Task brief =>
Your answer should be the records again, unchanged in wording and free of images.

--- Data for analysis Enclosed Below ---

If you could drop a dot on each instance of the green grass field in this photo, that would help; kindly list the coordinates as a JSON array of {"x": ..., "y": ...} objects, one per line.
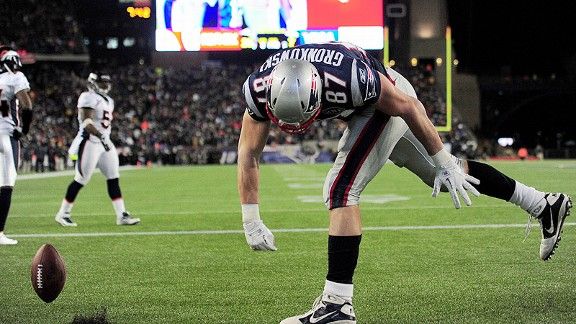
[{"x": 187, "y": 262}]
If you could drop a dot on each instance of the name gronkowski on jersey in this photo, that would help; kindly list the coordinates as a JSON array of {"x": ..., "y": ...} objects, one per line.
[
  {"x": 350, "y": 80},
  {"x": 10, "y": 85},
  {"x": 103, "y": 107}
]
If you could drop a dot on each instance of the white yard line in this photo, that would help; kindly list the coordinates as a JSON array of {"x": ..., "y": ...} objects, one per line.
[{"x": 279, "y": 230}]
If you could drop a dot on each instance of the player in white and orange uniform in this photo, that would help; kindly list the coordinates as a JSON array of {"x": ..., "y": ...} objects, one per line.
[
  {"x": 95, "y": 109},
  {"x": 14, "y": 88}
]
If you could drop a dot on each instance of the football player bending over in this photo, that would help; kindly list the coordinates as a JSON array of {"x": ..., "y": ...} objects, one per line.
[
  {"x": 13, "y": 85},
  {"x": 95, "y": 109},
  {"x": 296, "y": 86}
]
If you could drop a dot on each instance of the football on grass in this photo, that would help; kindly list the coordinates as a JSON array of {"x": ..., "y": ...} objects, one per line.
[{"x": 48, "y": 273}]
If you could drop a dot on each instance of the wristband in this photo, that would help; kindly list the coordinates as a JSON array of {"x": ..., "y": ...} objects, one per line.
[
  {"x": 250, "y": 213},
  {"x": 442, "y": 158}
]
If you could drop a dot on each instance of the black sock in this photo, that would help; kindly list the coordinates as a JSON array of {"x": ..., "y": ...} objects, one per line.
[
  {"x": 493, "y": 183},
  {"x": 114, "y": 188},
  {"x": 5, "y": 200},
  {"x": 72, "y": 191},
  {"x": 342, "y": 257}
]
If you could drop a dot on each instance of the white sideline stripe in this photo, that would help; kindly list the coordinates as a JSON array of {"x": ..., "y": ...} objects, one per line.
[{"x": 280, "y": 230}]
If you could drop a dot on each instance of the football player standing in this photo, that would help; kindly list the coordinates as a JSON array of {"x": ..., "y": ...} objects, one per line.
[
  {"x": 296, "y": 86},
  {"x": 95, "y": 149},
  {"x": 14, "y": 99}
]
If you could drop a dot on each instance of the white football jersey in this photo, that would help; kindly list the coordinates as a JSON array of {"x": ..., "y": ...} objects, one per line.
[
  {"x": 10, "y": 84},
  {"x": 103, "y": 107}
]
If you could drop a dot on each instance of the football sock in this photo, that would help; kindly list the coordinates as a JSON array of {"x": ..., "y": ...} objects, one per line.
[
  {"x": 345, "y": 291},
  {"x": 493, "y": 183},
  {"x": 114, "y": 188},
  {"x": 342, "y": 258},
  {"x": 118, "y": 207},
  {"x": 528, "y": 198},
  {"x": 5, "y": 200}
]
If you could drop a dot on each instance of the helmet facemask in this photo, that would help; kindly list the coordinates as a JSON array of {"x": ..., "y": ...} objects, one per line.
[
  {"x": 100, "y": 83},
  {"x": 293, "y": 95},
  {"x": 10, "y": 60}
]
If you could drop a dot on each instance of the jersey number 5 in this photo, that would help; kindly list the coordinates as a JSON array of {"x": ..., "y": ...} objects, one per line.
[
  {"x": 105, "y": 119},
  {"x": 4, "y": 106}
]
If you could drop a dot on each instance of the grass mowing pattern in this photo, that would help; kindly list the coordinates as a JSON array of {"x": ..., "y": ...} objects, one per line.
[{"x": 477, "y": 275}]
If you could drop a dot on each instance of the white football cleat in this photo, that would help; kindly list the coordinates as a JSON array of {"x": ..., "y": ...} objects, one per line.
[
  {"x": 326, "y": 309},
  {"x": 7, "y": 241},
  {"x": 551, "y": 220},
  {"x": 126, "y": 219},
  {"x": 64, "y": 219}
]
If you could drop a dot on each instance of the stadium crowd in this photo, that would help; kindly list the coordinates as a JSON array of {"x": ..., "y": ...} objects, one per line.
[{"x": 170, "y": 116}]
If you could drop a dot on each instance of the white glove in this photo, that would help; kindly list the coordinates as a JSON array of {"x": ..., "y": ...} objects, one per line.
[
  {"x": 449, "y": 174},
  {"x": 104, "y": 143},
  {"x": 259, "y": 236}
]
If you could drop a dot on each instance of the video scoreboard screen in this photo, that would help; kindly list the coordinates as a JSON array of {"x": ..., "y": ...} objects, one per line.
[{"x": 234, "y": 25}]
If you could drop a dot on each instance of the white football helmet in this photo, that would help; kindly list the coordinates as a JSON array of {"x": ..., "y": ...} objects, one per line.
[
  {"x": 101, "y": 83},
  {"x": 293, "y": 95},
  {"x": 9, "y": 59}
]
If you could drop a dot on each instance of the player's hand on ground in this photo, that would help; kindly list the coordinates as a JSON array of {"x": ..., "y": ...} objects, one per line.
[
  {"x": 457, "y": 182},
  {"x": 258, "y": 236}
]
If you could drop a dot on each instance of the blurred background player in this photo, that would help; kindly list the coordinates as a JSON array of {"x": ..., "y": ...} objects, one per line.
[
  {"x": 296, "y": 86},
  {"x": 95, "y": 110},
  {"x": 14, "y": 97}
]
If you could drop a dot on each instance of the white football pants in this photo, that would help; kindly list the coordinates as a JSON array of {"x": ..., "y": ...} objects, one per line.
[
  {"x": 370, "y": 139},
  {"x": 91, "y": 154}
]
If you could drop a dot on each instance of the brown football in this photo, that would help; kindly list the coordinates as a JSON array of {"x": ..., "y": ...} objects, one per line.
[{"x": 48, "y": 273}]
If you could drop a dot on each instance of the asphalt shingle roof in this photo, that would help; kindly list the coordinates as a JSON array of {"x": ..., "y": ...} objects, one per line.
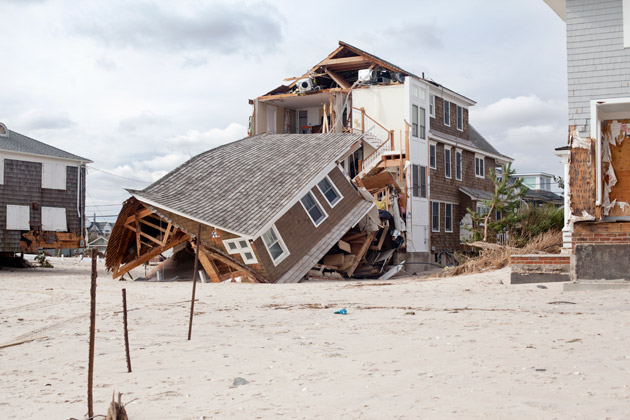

--- End of Enclosed Data for analysis ---

Answer below =>
If you could drop a dot on each instance of the green grass field in this photo, that would help; kindly list the coordinates as a JSON array of {"x": ..., "y": ...} objects, one per line.
[{"x": 187, "y": 262}]
If you could drop a dot on each instance of the name gronkowski on jersey in this photo, that would help; kindly list the coordinates as a JSON array of {"x": ..., "y": ...} objects, one per line.
[
  {"x": 350, "y": 80},
  {"x": 10, "y": 85},
  {"x": 103, "y": 107}
]
If you could drop a dot on each instance of the white yard line in this photo, that would help; kindly list the coordinates as a JSON array of {"x": ..., "y": ...} objects, one per line.
[{"x": 279, "y": 230}]
If you could drop a dot on each instance of the player in white and orange uniform in this photo, that would help; kindly list the coordinates as a JSON array of {"x": ..., "y": ...} objects, one per line.
[
  {"x": 95, "y": 109},
  {"x": 14, "y": 88}
]
If you could drop a dot on each instance of the football player bending over in this photo, that would help; kindly list the coordinates as a JSON array of {"x": ..., "y": ...} objects, one per line.
[
  {"x": 13, "y": 85},
  {"x": 95, "y": 109},
  {"x": 296, "y": 86}
]
If you could drop a dot on each instance of the football on grass in this photo, that would help; kindly list the coordinates as a JSON array of {"x": ..., "y": ...} objects, one per line.
[{"x": 48, "y": 273}]
If you could drop a dot on each instance of the wristband in this photo, that would help; kindly list the coordinates as a JSON array of {"x": ..., "y": ...} objects, one per line.
[
  {"x": 250, "y": 213},
  {"x": 442, "y": 158}
]
If you could drop a dot on each instance of the black sock in this photo, that would help; kindly list the coordinates as a JSON array of {"x": ..., "y": ...} objects, one per line.
[
  {"x": 493, "y": 183},
  {"x": 114, "y": 188},
  {"x": 5, "y": 200},
  {"x": 72, "y": 191},
  {"x": 342, "y": 257}
]
If you could drop a dot on each instance of the white sideline stripe in this photo, that would help; kindly list the coordinates as a JSON array of {"x": ..., "y": ...} objects, one per line.
[{"x": 280, "y": 230}]
If you could drop a dot on each instance of the football player standing in this photo, that would help; kindly list the coordinates as a JSON array of {"x": ..., "y": ...} objects, one per line.
[
  {"x": 296, "y": 86},
  {"x": 95, "y": 149},
  {"x": 14, "y": 99}
]
If you could drop a dot on each instance of the white football jersey in this photo, that would help; kindly list the coordinates as a JSON array of {"x": ..., "y": ...} objects, one per line.
[
  {"x": 10, "y": 84},
  {"x": 103, "y": 107}
]
If you could drop a dot on each instance of the football sock in this photo, that would help; kindly list the coordinates as a JSON array of {"x": ..., "y": ...} objects, one per line.
[
  {"x": 345, "y": 291},
  {"x": 493, "y": 183},
  {"x": 114, "y": 188},
  {"x": 342, "y": 258},
  {"x": 118, "y": 207},
  {"x": 528, "y": 198},
  {"x": 5, "y": 200}
]
If you could drop a dot on each instance of the helmet facemask in this photo, that would help; kindly list the coordinates as a JSON array of {"x": ..., "y": ...} objects, one per line.
[
  {"x": 100, "y": 83},
  {"x": 293, "y": 95},
  {"x": 10, "y": 60}
]
If you could drop a dot on each instance of the jersey number 5 in this photo, that would help; kindly list the coordinates as a JSON array of {"x": ..., "y": ...} objects, one per line.
[
  {"x": 105, "y": 119},
  {"x": 4, "y": 106}
]
If you could drop a dot on each instance of the grass mowing pattern in this photo, that would help; kindly list the coordinates as a JSON array of {"x": ..., "y": ...} objects, one per line.
[{"x": 477, "y": 275}]
If you could drop a dot on each instance of the white football cleat in this photo, that would help; kindly list the coordinates as a JSON array of {"x": ..., "y": ...} objects, one per line.
[
  {"x": 326, "y": 309},
  {"x": 7, "y": 241},
  {"x": 551, "y": 220},
  {"x": 126, "y": 219},
  {"x": 64, "y": 219}
]
If you could drop a dot on each instance of the stadium crowd in this photo, that would help; kindly list the coordinates as a JSON array of {"x": ..., "y": ...} objects, one per line.
[{"x": 170, "y": 116}]
If you could drop a dot on each instance of the white glove in this photo, that would help; kindly list the coordinates as a JSON array of {"x": ..., "y": ...} objects, one per line.
[
  {"x": 449, "y": 174},
  {"x": 104, "y": 143},
  {"x": 259, "y": 236}
]
If you could drop a dot on each instance of the video scoreboard screen in this photo, that would help; kindly list the coordinates as a JSON array of {"x": ..., "y": ...} objects, one per line.
[{"x": 234, "y": 25}]
If you could drop a dot on each instance of the white football helmet in this photo, that would help; kindly list the coordinates as a JSON array of {"x": ..., "y": ...} objects, one per line.
[
  {"x": 101, "y": 83},
  {"x": 293, "y": 95},
  {"x": 9, "y": 59}
]
If you could drop a dot on each instance of the player's hand on ground in this photo, that would help; kindly list the coordinates as a JSON array of {"x": ..., "y": ...} objects, one per line.
[
  {"x": 457, "y": 182},
  {"x": 258, "y": 236}
]
If you could drop a dot on each instance of the blurred background player in this photo, that would help; kindly list the coordinates as a JSON array of {"x": ..., "y": ...} objects, one per line.
[
  {"x": 296, "y": 86},
  {"x": 95, "y": 110},
  {"x": 14, "y": 97}
]
If you could drop a dot on each instance of the white football pants in this photo, that would help; kindly list the coordinates as a JSON array of {"x": ..., "y": ...} objects, one per line.
[
  {"x": 370, "y": 139},
  {"x": 91, "y": 154}
]
If you could drop a dot on each instance of the brown football in this photo, that would help; kindly list the coordinates as a JSON array of {"x": ..., "y": ...} objects, one per line.
[{"x": 48, "y": 273}]
If you could drop a dot on each instance of the asphalt shingle roof in this photo, that would help; kindly list the coordinates as a JSON array of {"x": ..., "y": ...} objects, one per line.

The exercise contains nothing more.